Task instructions:
No record may be omitted; give all of them again exactly.

Data:

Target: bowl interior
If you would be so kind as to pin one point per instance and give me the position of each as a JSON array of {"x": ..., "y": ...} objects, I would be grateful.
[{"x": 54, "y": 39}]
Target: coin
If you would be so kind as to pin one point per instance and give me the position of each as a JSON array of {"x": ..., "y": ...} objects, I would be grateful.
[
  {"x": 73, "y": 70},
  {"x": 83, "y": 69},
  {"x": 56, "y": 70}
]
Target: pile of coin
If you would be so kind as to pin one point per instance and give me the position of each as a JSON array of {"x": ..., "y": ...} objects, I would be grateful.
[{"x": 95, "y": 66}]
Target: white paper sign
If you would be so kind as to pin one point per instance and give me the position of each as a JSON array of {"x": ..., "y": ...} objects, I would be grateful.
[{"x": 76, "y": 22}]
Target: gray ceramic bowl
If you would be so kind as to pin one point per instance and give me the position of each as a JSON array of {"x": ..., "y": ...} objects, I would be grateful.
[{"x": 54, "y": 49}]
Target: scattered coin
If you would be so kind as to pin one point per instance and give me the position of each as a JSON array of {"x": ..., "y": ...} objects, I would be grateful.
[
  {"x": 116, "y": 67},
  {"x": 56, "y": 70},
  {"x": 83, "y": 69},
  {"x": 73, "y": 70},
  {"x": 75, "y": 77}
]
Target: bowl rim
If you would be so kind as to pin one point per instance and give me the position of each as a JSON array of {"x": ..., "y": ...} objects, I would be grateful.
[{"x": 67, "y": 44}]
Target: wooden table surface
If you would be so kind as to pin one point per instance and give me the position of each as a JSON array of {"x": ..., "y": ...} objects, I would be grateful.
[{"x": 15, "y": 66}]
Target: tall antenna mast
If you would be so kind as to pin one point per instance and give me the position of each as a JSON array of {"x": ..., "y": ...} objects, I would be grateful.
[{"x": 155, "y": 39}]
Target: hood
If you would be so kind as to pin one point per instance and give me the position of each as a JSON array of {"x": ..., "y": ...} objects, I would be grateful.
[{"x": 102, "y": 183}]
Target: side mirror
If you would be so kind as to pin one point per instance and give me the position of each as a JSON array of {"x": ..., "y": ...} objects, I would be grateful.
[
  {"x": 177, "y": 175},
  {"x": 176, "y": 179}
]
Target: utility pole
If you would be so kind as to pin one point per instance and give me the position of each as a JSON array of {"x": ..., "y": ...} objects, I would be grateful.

Answer for the task:
Target: bowl interior
If you would be so kind as to pin one point per instance and give me the position of each as a JSON array of {"x": ..., "y": ...} objects, I would be grateful.
[{"x": 54, "y": 39}]
Target: coin
If you would be so kind as to pin one point per instance and give me the position of each as a JSON array of {"x": ..., "y": ...} objects, I would be grateful.
[
  {"x": 73, "y": 70},
  {"x": 83, "y": 69},
  {"x": 56, "y": 70}
]
Target: pile of coin
If you would be so kind as to pin one point per instance and give me the position of each as a JSON array of {"x": ..., "y": ...} objects, I would be grateful.
[{"x": 95, "y": 66}]
Target: white paper sign
If you would be so kind as to pin one point per instance and give me the position of each as a JSON array of {"x": ..., "y": ...} objects, I would be grateful.
[{"x": 76, "y": 22}]
Target: gray ceramic bowl
If you would be so kind as to pin one point per instance and give me the position of each as a JSON array of {"x": ..., "y": ...} objects, I would be grateful.
[{"x": 54, "y": 49}]
Target: scattered coin
If you would be so kind as to pin one point per instance and give me the position of each as a JSON array of {"x": ..., "y": ...} objects, I would be grateful.
[
  {"x": 116, "y": 67},
  {"x": 56, "y": 70},
  {"x": 83, "y": 69},
  {"x": 73, "y": 70},
  {"x": 75, "y": 77}
]
Target: bowl rim
If you would be so kind as to pin one point per instance and give me the position of each as a JSON array of {"x": ..., "y": ...} objects, I would be grateful.
[{"x": 67, "y": 44}]
Target: wooden table surface
If you would be so kind as to pin one point per instance and give me the position of each as a JSON array of {"x": ..., "y": ...} objects, I would be grateful.
[{"x": 15, "y": 66}]
Target: tall antenna mast
If you would be so kind as to pin one point per instance and give me the position of each as a JSON array of {"x": ..., "y": ...} objects, I would be grateful.
[{"x": 155, "y": 39}]
Target: hood
If you would be so kind as to pin one point per instance and give me the position of each as a JSON array of {"x": ..., "y": ...} objects, I would be grateful.
[{"x": 102, "y": 183}]
Target: side mirror
If you would be so kind as to pin one point per instance and give me the position of each as a JSON array of {"x": ..., "y": ...} objects, I would be grateful.
[
  {"x": 177, "y": 175},
  {"x": 176, "y": 179}
]
Target: utility pole
If you would be so kind as to pin one point per instance and give me the position of each as a JSON array of {"x": ..., "y": ...} objects, I would be grateful.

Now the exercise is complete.